#### [Исходный текст]
---*---
Черток вспоминал, что Бушуеву и ему Королев сказал:
– Решение, конечно, нам на пользу, там большой коллектив, есть опытные конструкторы, налаженное производство – все это позволит нам развернуть новые работы не только по твердотопливным ракетам, но и по космосу. Но Грабин не перекати-поле, а тоже главный. И мне просто неудобно ставить ему подножку. И я по этому вопросу никакой инициативы проявлять не хочу. Поэтому на переговоры с ним идите оба.
Грабин любил цветы: территория вокруг ЦНИИ-58 походила на оранжерею. Генеральский кабинет тоже был «с ванной, гостиной, фонтаном и садом» – Королеву очень не нравились такие излишества. Когда Грабин освободил кабинет, Королев приказал всю «генеральскую роскошь» убрать. Убрали и экспонаты артиллерийского музея, из-за чего впоследствии пропали ценнейшие образцы боевой техники.
Парторга своего ОКБ-1 Королев попросил не трогать квартирную очередь присоединяемого ЦНИИ-58.
– У них уже два дома почти достроены, все нужно оставить как есть. Себе не прихватывать.
– Наши сотрудники, Сергей Павлович, тоже нуждаются в жилье.
– Решим! Дайте только срок, будет вам и дудка, будет и свисток!
---*---
#### [Строки данных]
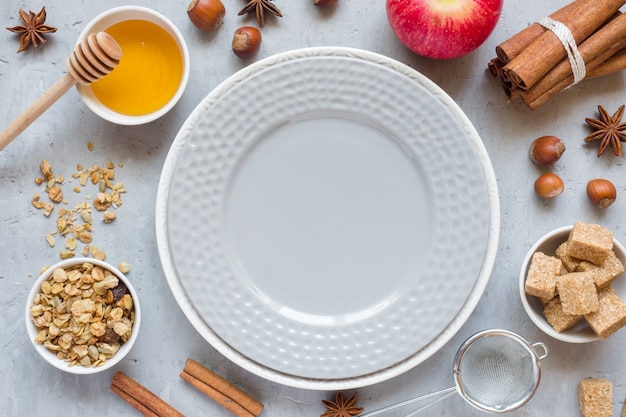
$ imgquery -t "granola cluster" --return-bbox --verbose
[30,263,135,367]
[32,160,126,260]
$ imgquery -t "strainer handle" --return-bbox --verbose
[359,387,456,417]
[532,342,550,360]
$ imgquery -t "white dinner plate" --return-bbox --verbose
[156,47,499,389]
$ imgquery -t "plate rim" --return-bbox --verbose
[155,46,500,390]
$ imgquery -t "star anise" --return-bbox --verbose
[320,391,363,417]
[584,105,626,157]
[238,0,283,27]
[7,6,57,53]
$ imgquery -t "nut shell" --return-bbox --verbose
[529,136,565,165]
[232,26,261,58]
[587,178,617,208]
[535,172,565,198]
[187,0,226,32]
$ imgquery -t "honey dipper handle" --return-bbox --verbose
[0,73,76,151]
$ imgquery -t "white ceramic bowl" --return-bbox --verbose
[519,225,626,343]
[76,6,189,125]
[25,258,141,375]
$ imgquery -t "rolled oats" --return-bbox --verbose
[31,160,126,260]
[30,263,135,367]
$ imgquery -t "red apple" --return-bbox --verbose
[387,0,503,59]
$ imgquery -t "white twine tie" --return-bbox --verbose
[537,17,587,85]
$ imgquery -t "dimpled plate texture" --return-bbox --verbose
[156,47,499,389]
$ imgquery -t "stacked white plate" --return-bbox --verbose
[156,47,500,390]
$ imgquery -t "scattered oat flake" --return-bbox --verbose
[117,262,130,274]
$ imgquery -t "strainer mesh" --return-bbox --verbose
[458,335,536,411]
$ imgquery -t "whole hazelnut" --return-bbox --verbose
[535,172,565,198]
[187,0,226,32]
[530,136,565,165]
[232,26,261,58]
[587,178,617,208]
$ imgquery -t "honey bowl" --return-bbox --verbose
[76,6,189,125]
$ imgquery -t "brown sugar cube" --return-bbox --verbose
[566,222,613,265]
[578,251,624,290]
[524,252,563,300]
[585,287,626,339]
[556,272,599,316]
[554,242,582,275]
[543,297,584,333]
[578,378,613,417]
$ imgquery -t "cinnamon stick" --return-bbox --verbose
[111,371,185,417]
[504,0,626,90]
[180,358,263,417]
[585,49,626,79]
[521,14,626,102]
[496,0,584,64]
[524,49,626,110]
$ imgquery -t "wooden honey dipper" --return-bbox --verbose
[0,32,122,151]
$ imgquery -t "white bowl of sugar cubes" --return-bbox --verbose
[519,222,626,343]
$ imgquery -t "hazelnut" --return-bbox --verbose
[535,172,565,198]
[232,26,261,58]
[187,0,226,32]
[530,136,565,165]
[587,178,617,208]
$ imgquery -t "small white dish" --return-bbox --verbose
[519,225,626,343]
[25,258,141,375]
[76,6,189,125]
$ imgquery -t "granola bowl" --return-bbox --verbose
[519,225,626,343]
[25,258,141,374]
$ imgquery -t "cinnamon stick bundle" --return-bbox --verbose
[519,42,626,110]
[504,0,626,90]
[496,0,585,64]
[111,371,185,417]
[521,14,626,102]
[488,0,626,110]
[180,358,263,417]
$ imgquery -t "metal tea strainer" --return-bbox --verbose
[359,329,548,417]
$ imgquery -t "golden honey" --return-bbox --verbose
[91,20,183,116]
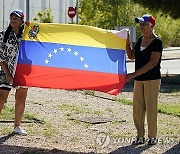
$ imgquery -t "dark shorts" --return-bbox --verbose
[0,87,11,91]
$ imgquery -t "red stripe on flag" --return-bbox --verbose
[14,64,126,95]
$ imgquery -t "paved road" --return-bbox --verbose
[127,47,180,74]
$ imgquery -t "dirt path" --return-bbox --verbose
[0,83,180,154]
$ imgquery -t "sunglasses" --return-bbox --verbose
[139,22,149,26]
[9,17,21,21]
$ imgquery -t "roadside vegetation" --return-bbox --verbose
[78,0,180,47]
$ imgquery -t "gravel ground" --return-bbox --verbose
[0,82,180,154]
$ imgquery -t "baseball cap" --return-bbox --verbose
[135,14,156,27]
[10,10,24,19]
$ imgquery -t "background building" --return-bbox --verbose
[0,0,77,30]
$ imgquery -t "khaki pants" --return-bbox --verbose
[133,79,161,138]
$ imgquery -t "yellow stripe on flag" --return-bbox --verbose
[23,23,126,50]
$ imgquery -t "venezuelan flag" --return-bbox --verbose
[14,23,126,95]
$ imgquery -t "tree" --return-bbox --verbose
[79,0,141,29]
[33,9,54,23]
[132,0,180,19]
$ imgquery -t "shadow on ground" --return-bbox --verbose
[0,134,94,154]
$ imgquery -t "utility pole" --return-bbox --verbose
[3,0,5,30]
[26,0,29,21]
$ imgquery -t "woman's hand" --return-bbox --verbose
[126,73,135,82]
[6,74,13,83]
[25,21,30,26]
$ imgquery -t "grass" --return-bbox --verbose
[116,99,180,117]
[58,104,102,117]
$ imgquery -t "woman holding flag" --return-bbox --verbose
[126,14,163,145]
[0,10,28,135]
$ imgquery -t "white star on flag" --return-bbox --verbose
[67,48,71,52]
[80,57,84,62]
[84,64,89,68]
[53,49,57,53]
[45,59,49,64]
[48,53,52,58]
[74,51,78,56]
[59,47,64,51]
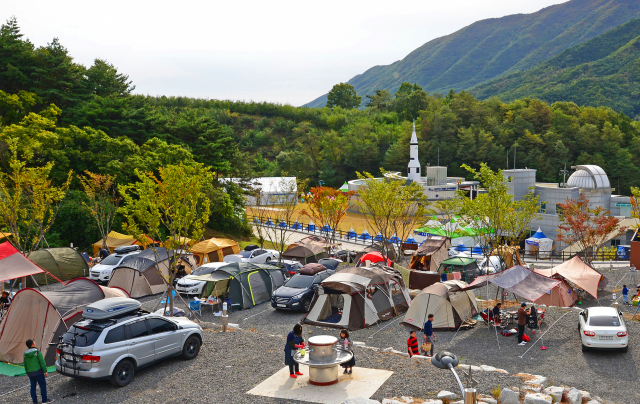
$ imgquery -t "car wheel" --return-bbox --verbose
[111,359,135,387]
[182,335,200,360]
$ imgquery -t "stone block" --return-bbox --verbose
[544,386,564,403]
[498,389,520,404]
[438,390,458,401]
[342,397,380,404]
[524,393,553,404]
[567,388,582,404]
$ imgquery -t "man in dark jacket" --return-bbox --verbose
[23,339,53,404]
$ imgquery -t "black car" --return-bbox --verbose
[271,269,336,312]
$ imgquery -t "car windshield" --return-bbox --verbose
[100,254,122,265]
[62,326,102,347]
[589,316,620,327]
[285,274,314,289]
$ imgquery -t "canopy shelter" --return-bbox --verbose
[304,265,411,330]
[400,280,478,330]
[534,279,578,307]
[189,262,284,309]
[93,231,158,257]
[534,255,609,299]
[409,235,451,272]
[524,227,553,258]
[438,257,480,283]
[489,245,524,268]
[191,237,240,265]
[109,247,174,298]
[356,251,391,267]
[461,265,560,302]
[0,241,45,282]
[29,247,89,285]
[282,242,328,264]
[0,278,129,366]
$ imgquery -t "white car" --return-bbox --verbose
[176,262,229,296]
[578,307,629,352]
[222,248,280,264]
[89,251,140,283]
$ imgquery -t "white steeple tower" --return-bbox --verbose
[407,119,420,182]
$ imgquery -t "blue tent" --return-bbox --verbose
[345,227,358,240]
[405,236,418,244]
[358,229,373,240]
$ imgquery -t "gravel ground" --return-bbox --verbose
[0,270,640,403]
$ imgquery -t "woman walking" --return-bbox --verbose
[338,329,356,375]
[284,324,304,379]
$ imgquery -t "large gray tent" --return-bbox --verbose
[0,278,129,366]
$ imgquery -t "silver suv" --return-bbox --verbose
[56,298,202,387]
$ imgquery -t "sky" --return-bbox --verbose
[0,0,566,105]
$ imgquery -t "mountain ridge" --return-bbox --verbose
[305,0,640,107]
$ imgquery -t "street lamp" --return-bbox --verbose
[431,351,476,404]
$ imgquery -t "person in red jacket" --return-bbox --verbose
[407,331,420,357]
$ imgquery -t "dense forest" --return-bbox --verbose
[307,0,640,107]
[470,18,640,120]
[0,19,640,249]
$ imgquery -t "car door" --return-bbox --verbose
[124,319,155,366]
[147,317,182,361]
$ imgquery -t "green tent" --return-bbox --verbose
[27,247,89,285]
[189,262,284,309]
[438,257,480,283]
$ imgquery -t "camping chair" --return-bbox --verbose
[189,300,202,317]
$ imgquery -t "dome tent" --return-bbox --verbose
[524,227,553,258]
[0,278,129,366]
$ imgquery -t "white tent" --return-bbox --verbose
[524,227,553,258]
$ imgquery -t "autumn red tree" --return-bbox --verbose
[556,194,626,263]
[300,187,355,243]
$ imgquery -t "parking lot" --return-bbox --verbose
[0,271,640,403]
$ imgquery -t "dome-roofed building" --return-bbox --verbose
[566,165,611,192]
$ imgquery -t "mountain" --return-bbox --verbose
[470,18,640,119]
[306,0,640,107]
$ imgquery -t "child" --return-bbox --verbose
[338,329,356,375]
[407,330,420,357]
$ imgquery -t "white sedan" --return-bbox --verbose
[578,307,629,352]
[223,248,280,264]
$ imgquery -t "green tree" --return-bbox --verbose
[118,164,213,315]
[327,83,362,109]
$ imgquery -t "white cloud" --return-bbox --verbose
[0,0,566,105]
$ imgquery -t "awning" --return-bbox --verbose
[460,265,561,302]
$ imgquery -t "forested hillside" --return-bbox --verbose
[307,0,640,107]
[471,18,640,120]
[0,21,640,252]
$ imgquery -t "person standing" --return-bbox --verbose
[407,330,420,357]
[23,339,53,404]
[284,324,304,379]
[518,303,531,345]
[338,329,356,375]
[424,314,436,357]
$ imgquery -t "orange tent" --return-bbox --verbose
[191,237,240,265]
[533,255,608,299]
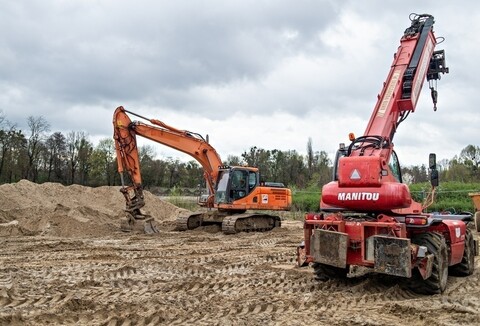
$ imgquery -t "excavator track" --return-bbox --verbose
[175,213,203,231]
[222,213,281,234]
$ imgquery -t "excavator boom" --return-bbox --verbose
[113,106,292,233]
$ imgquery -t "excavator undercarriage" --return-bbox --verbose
[176,210,281,234]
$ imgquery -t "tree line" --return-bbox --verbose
[0,112,480,189]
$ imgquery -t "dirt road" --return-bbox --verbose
[0,184,480,326]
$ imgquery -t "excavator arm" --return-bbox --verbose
[113,106,222,216]
[113,106,292,234]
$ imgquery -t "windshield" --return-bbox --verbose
[215,170,229,203]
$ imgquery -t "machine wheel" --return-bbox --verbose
[312,263,347,282]
[407,232,448,294]
[449,228,475,276]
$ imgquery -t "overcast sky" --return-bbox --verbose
[0,0,480,165]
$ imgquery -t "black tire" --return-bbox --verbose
[312,263,347,282]
[407,232,448,294]
[449,228,475,276]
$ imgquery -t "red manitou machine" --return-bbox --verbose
[297,14,476,294]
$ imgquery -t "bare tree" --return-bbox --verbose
[24,116,50,182]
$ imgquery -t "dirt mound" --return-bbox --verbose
[0,180,188,237]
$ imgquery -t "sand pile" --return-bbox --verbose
[0,180,188,237]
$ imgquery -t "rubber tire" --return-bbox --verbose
[407,232,448,294]
[312,263,347,282]
[449,228,475,276]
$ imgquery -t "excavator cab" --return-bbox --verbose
[215,167,259,204]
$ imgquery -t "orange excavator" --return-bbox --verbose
[113,106,292,234]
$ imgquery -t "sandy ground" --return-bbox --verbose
[0,181,480,326]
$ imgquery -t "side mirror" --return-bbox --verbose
[428,153,437,170]
[430,170,438,187]
[428,153,439,187]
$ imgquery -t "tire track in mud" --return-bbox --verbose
[0,229,480,325]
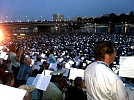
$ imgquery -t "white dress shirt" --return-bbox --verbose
[84,62,127,100]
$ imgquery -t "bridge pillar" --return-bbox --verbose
[37,26,51,32]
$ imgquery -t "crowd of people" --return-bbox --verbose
[0,33,134,100]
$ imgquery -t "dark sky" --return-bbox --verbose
[0,0,134,22]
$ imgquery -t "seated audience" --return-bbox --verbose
[42,77,67,100]
[2,72,14,86]
[65,77,87,100]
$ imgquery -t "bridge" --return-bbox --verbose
[0,21,90,34]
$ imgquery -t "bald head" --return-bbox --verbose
[24,57,32,65]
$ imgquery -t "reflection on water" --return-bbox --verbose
[51,26,134,33]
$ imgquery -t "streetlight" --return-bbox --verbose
[6,16,8,22]
[25,16,27,22]
[40,16,42,21]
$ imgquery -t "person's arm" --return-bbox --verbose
[14,52,22,62]
[112,80,128,100]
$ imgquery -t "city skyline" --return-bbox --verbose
[0,0,134,22]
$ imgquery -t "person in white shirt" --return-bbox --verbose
[84,41,128,100]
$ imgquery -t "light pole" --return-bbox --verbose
[40,16,42,21]
[25,16,27,22]
[6,16,8,22]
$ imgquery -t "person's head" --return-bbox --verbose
[74,77,83,89]
[24,57,32,65]
[50,49,54,54]
[94,41,116,65]
[2,72,14,86]
[42,61,48,68]
[9,44,16,53]
[32,69,39,77]
[57,77,67,90]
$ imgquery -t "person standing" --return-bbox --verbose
[84,41,128,100]
[15,57,32,87]
[9,44,21,79]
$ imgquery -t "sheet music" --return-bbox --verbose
[119,56,134,78]
[41,69,53,76]
[69,68,84,80]
[0,84,27,100]
[32,74,51,91]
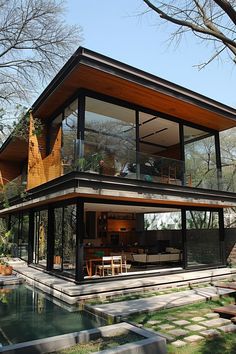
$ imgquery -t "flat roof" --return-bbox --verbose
[0,47,236,160]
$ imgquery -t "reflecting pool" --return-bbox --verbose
[0,285,105,347]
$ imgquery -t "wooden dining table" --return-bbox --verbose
[86,257,102,277]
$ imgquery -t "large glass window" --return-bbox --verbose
[83,97,136,175]
[18,213,29,261]
[224,208,236,266]
[144,209,183,261]
[62,100,78,169]
[53,204,76,275]
[53,208,64,270]
[186,210,221,267]
[220,128,236,193]
[63,204,76,273]
[139,112,183,185]
[184,126,218,189]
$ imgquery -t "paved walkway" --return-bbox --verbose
[87,286,235,319]
[8,261,236,304]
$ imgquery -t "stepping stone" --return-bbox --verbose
[171,340,186,348]
[173,320,191,326]
[185,325,205,332]
[184,334,204,343]
[200,318,231,327]
[217,323,236,333]
[147,320,161,325]
[204,312,220,318]
[168,328,188,337]
[214,305,236,317]
[199,329,220,338]
[191,317,205,322]
[158,324,175,330]
[166,316,177,321]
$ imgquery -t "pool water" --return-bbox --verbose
[0,285,105,347]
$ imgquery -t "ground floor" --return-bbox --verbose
[1,197,233,281]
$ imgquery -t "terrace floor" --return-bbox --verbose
[7,261,236,304]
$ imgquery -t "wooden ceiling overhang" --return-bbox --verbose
[0,136,28,163]
[0,47,236,161]
[32,48,236,131]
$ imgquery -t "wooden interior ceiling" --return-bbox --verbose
[0,138,28,162]
[34,64,236,131]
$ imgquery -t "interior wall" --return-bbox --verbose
[139,230,183,252]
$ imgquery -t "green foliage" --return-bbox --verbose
[0,218,15,257]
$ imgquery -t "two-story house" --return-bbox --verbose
[0,48,236,281]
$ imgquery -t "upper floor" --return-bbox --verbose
[0,48,236,203]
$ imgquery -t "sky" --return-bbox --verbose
[66,0,236,108]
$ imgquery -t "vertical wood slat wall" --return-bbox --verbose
[27,114,61,190]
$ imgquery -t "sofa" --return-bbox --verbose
[132,247,182,264]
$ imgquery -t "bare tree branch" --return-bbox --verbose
[0,0,82,107]
[143,0,236,68]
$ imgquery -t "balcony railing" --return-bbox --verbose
[0,176,26,204]
[63,140,186,185]
[63,140,236,192]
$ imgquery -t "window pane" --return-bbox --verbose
[84,97,136,175]
[63,205,76,273]
[186,211,221,267]
[53,208,63,270]
[184,126,218,189]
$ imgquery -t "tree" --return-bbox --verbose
[0,0,81,108]
[143,0,236,69]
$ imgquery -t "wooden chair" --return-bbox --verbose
[95,256,122,277]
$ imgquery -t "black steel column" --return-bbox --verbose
[77,93,85,140]
[75,200,84,282]
[215,132,222,190]
[181,209,188,269]
[219,208,226,264]
[27,210,34,264]
[135,111,140,180]
[179,123,186,186]
[46,206,55,270]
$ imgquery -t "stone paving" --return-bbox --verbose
[90,286,235,318]
[141,313,236,348]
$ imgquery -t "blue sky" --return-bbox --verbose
[67,0,236,107]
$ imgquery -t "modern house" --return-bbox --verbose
[0,48,236,281]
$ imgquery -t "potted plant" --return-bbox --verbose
[1,262,13,276]
[0,258,5,274]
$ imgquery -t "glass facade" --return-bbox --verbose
[53,204,76,275]
[33,210,48,267]
[186,210,222,267]
[184,126,218,189]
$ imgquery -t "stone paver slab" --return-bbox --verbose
[184,334,204,343]
[185,324,206,332]
[166,316,177,321]
[171,340,187,348]
[158,324,175,331]
[199,329,220,338]
[191,317,205,322]
[147,320,161,325]
[173,320,191,326]
[204,312,220,318]
[200,318,231,327]
[217,323,236,333]
[168,328,189,337]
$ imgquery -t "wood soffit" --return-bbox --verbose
[34,58,236,131]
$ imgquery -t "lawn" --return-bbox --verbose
[128,296,236,354]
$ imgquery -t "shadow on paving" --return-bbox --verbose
[199,335,236,354]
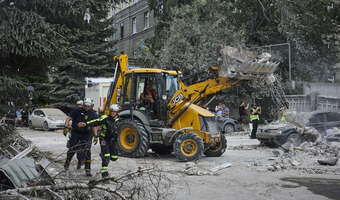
---*---
#### [Постановка задачи]
Пожалуйста, продолжите текст о Королеве и ЦНИИ-58 после его последней реплики. Строки здесь не понадобятся.

#### [Решённая задача]
Парторг улыбнулся:
– А заработная плата у наших от объединения с грабовцами не пострадает?
– Постараюсь, чтобы все отсталость как есть. Устинов понимает наши проблемы.
Присоединенное здание Королев сделал территорией № 2, «космическим крылом» ОКБ-1, возглавляемым Константином Давыдовичем Бушуевым. Правда, через три года Королев вернул и космос, и своего заместителя Бушуева к себе: грабинская территория потеряла специфику, став просто продолжением ОКБ-1, а генеральский кабинет на тридцать лет занял Борис Евсеевич Черток. Острословы поговаривали, что ради кабинета он и «подсидел» Бушуева, мол, Черток еще с Германии мечтал быть генералом и обожал «шикарную мебель». Вопреки острословам Бушуев и Черток тесно дружили и после «дислокации». Конечно, причина перестановок иная: в довольно долгий период реорганизации Королев прикрыл Бушуевым собственную роль в поглощении ЦНИИ-58, а отделение «космического крыла» предпринял как тактический ход для разжигания интереса грабовцев к новой для них научной теме и одновременно – для убеждения «дяди Мити», что самое важное для ОКБ-1 все-таки военные разработки, а все остальное, космическое, несколько в стороне. Но поскольку космос был главным для Королева, когда побочные цели были достигнуты, он вернул его себе.
Как-то раз на расширенном заседании Королев показал пальцем на Раушенбаха, перешедшего к нему в ОКБ-1, и грозным тоном произнес:
– Вот человек, который всегда нам мешает. Предсказывает всякие неприятности: это, мол, не получится, это откажет. Просто никаких сил нет с ним работать!
Все гневные взгляды устремились на виновного. Кто-то выкрикнул:
– Точно! Проходу от него нет с его помощниками!
– Пилюгин за него горой! – раздался другой голос.
– При чем тут он? Они живут с Келдышем на разных полюсах, – шепнул Рязанский Кузнецову.
– Как совет, так шторм, – тихо ответил ему Кузнецов.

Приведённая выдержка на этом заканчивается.